El ejército patriota era comandado por el general Antonio José de Sucre y su jefe de Estado Mayor era el general Agustín Gamarra. Disponía de la División Peruana a órdenes del mariscal La Mar con cuatro batallones de infantería, la primer División Colombiana a órdenes del general Lara con tres batallones, la 2da. División Colombiana a órdenes del general José María Córdova con cuatro batallones y la División de caballería, comandada por el general Miller con tres regimientos de caballería y un escuadrón de Granaderos de los Andes, argentino.
Luego de distintos movimientos tácticos y reducidos combates como el de Corpahuaico, en el que las tropas del general Valdés atacaron por sorpresa la retaguardia patriota, estos continuaron hacia Huamanga y llegaron el 4 de diciembre a la región de Tambo Cangallo. Allí el general Sucre decidió esperar al enemigo y dar batalla, pero los realistas no se decidieron a atacar y se dirigieron hacia las alturas del Oeste de la región para dominar el campo patriota. Sucre, al observar que La Serna ocupaba una posición ventajosa, resolvió ejecutar una marcha nocturna para ganar un terreno favorable. En la noche del cuatro al cinco avanzaron los libertadores hacia la quebrada de Acero, vadeando el río Pongora que corre por la quebrada. Al aclarar el cinco los realistas se sorprendieron al no ver las tropas y trataron de perseguirlos vadeando el río algo más al oeste,
En su marcha nocturna, los patriotas avanzaron hasta llegar el seis a Quinua. El virrey ordenó descender nuevamente al Pangora y continuó por él a la quebrada de Huamaguilla. Alcanzó los cerros del Condorcunca y, describiendo un semicírculo al frente de las posiciones libertadoras, ocupó las faldas del mismo al atardecer del ocho de diciembre, para atacar descendiendo de las alturas.
La batalla
La batalla se libró en la meseta o planicie de Ayacucho (en quechua «Rincón de los muertos»), que en su orientación E-O tenía unos mil setecientos metros entre el cerro Condorcunca y el pequeño pueblo indígena de Quinua. Existía una pendiente suave entre el cerro y el río Pangora. Al Norte y al Sur de la meseta existían profundas quebradas separadas por, aproximadamente, seiscientos metros que constituían obstáculos importantes, sobre todo el del Sur (García Camba, p. 299). En la mitad de la planicie existía una quebrada de poca profundidad pero que impedía el paso de tropas montadas por sus bordes cortados a pique.

El ejército libertador ocupó posición en la planicie y el realista en las pendientes del Condorcunca. El segundo se organizó ocupando la derecha el general Valdés con cuatro batallones, dos escuadrones y cuatro piezas de artillería; en el centro, los cinco batallones del general Monet y a la izquierda la División del general Villalobos que tenía, a su retaguardia, la reserva comandada por el Jefe de Estado Mayor, general Canterac, con la caballería y la masa de la artillería.

◆ **Objetivo 1**
Indica si cada afirmación concuerda con el texto sobre la batalla de Ayacucho. Responde sí o no y cita textualmente las palabras del texto que lo deciden.
(a) El jefe de Estado Mayor del ejército patriota era el general Agustín Gamarra.
(b) Los patriotas llegaron a Quinua el cinco de diciembre.
(c) La reserva realista estaba al mando del general Valdés.
El texto y el listado proceden de fuentes distintas.

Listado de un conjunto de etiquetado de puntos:
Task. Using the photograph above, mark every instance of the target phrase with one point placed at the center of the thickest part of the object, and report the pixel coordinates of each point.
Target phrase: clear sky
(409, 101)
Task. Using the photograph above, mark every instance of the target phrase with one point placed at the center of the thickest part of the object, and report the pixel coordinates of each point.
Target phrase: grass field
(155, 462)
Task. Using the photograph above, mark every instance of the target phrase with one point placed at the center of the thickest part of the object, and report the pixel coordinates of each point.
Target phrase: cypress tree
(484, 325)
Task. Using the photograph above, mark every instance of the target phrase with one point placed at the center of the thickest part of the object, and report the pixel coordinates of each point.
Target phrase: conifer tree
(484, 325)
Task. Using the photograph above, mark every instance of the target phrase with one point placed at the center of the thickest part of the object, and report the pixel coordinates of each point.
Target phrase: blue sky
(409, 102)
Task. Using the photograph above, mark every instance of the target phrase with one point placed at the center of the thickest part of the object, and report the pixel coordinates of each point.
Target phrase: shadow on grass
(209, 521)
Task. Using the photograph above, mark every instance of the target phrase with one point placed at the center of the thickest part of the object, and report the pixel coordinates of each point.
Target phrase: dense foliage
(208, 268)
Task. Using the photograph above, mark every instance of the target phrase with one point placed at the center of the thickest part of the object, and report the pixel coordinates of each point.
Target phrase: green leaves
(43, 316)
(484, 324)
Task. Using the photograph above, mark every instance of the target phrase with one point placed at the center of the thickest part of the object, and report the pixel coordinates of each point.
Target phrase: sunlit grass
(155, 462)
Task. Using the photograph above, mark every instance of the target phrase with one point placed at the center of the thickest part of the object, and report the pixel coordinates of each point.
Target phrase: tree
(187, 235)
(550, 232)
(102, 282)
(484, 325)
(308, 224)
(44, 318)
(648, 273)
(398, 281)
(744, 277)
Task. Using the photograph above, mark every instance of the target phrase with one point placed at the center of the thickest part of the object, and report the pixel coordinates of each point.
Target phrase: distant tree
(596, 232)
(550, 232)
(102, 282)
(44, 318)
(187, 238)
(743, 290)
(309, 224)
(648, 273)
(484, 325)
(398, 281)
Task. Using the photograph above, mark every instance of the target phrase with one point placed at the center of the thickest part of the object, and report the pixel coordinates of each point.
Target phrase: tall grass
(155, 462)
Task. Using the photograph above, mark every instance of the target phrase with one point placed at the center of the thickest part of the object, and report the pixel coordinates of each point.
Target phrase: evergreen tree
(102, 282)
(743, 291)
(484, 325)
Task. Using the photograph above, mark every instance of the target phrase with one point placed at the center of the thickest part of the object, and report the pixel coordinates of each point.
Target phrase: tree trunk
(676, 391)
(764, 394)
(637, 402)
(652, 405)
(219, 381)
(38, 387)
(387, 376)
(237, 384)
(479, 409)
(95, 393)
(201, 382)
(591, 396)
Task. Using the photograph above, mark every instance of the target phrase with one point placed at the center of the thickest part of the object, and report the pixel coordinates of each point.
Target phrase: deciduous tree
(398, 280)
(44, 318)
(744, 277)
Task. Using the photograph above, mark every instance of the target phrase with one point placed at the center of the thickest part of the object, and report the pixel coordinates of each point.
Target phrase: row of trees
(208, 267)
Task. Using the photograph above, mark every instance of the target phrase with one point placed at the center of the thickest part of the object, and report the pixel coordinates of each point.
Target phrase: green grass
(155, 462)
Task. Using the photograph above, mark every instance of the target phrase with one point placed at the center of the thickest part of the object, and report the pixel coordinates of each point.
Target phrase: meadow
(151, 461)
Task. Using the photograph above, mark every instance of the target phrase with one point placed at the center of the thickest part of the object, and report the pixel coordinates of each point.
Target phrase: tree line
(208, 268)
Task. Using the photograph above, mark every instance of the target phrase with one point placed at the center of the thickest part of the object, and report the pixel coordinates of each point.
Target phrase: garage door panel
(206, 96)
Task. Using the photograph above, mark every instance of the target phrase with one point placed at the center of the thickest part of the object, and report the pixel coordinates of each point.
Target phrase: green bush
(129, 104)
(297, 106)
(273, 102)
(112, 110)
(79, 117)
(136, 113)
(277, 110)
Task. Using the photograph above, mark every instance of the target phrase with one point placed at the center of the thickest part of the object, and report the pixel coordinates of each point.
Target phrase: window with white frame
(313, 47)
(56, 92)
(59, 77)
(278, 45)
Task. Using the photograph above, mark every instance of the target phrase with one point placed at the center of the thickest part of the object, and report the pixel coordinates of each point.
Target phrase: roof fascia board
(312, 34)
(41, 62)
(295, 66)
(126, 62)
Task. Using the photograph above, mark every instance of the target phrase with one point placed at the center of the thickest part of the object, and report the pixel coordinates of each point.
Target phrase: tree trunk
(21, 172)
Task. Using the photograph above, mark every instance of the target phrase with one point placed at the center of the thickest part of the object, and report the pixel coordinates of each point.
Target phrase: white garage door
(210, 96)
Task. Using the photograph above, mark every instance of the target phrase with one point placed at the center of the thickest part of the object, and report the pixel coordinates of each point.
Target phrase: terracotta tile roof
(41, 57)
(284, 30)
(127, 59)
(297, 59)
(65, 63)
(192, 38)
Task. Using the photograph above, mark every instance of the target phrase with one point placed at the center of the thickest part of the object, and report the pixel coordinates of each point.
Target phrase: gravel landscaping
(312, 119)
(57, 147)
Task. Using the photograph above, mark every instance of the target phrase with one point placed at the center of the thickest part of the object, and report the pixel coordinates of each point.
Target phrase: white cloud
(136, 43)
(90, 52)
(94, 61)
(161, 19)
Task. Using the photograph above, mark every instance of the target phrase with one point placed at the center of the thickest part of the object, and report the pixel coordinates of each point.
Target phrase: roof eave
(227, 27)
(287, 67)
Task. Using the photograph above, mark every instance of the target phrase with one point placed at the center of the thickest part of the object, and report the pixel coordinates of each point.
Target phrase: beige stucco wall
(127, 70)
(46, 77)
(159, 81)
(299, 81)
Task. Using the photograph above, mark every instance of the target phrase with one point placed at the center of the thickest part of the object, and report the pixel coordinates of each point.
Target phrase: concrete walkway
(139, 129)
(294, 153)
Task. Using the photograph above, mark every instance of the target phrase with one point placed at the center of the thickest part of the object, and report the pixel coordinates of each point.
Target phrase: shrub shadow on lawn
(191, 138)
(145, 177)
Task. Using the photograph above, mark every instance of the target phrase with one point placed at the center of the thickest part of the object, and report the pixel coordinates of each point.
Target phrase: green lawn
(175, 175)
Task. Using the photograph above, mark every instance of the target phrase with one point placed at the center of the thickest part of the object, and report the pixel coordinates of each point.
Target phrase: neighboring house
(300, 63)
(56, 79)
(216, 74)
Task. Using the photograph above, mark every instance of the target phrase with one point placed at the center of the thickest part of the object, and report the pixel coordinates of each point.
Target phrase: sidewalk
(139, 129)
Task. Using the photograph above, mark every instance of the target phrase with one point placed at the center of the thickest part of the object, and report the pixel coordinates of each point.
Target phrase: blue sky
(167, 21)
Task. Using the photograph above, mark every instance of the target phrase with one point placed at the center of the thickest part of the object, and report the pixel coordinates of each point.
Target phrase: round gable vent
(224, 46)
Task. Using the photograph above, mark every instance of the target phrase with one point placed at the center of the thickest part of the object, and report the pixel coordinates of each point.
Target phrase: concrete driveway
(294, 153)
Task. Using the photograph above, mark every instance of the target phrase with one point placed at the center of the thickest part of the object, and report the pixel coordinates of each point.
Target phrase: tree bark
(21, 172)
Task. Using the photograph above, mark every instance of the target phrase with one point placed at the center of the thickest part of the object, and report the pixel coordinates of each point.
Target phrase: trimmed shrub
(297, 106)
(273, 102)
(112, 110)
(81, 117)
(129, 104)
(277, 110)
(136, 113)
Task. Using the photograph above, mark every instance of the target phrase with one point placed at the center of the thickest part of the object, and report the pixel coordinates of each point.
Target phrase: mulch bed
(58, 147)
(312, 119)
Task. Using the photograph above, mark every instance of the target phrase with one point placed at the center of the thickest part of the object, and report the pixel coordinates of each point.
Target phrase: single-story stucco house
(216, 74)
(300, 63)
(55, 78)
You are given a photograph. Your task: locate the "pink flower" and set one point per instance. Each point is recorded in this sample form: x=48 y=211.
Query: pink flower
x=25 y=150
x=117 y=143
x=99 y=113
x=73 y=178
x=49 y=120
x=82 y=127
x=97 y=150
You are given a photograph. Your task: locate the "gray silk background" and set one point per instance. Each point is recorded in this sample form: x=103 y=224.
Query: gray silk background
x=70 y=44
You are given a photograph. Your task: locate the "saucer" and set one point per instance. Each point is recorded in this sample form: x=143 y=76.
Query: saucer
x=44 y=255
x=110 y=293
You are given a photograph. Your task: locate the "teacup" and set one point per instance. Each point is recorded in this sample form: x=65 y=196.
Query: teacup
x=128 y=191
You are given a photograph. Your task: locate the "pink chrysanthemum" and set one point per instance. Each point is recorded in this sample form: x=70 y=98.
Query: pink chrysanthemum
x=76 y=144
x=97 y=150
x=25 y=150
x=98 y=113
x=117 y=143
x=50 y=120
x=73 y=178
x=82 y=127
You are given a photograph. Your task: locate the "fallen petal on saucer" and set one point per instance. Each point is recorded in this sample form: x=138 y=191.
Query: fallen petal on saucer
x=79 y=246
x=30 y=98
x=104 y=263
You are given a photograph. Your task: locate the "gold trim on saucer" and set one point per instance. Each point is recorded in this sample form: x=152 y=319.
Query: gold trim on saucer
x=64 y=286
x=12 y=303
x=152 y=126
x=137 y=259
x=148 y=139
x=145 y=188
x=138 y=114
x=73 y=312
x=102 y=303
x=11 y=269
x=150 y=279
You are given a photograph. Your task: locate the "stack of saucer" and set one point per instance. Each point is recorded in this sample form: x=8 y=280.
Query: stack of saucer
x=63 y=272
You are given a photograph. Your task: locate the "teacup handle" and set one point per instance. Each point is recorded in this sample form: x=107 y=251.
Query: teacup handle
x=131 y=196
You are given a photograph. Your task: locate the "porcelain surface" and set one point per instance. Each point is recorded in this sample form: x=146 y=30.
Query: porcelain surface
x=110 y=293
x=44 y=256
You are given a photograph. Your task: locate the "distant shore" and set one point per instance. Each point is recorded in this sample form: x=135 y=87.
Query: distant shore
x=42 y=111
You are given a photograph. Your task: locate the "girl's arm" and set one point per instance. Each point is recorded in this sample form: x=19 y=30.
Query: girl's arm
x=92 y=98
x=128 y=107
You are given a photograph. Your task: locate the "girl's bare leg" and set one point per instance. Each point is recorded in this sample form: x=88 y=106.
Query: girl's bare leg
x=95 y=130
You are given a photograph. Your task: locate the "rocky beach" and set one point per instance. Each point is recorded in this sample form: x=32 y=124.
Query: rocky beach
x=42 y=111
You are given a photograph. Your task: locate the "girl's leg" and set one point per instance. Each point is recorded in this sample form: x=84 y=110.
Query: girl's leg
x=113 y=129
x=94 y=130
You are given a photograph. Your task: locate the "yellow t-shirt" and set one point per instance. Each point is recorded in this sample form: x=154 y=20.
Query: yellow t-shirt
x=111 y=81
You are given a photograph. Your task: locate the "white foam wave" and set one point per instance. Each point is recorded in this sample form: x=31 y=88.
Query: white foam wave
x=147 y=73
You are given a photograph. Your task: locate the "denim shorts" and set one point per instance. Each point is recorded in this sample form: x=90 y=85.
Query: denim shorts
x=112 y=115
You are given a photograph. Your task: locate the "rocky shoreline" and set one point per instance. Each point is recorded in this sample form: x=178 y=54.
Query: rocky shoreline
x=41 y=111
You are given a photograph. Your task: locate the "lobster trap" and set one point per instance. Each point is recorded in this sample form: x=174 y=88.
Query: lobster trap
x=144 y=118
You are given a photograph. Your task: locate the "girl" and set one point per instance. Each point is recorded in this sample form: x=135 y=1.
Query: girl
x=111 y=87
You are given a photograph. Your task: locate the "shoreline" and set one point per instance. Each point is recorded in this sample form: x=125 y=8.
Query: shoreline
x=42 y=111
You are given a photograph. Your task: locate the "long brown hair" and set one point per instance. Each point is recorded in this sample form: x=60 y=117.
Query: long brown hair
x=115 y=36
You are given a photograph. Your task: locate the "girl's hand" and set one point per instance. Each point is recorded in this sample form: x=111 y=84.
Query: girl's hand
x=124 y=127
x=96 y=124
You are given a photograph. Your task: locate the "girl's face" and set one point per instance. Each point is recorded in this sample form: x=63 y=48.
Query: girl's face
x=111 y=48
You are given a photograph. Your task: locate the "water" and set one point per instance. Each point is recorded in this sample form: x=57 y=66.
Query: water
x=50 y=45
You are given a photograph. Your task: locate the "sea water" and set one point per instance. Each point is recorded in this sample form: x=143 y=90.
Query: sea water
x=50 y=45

◆ **Objetivo 2**
Calcula cuántas líneas del listado contienen la cadena "long", teniendo en cuenta mayúsculas y minúsculas, y escribe solo el número.

◆ **Respuesta escrita 1**
(a) Sí: «su jefe de Estado Mayor era el general Agustín Gamarra»
(b) No: «los patriotas avanzaron hasta llegar el seis a Quinua»
(c) No: «la reserva comandada por el Jefe de Estado Mayor, general Canterac»

◆ **Respuesta escrita 2**
2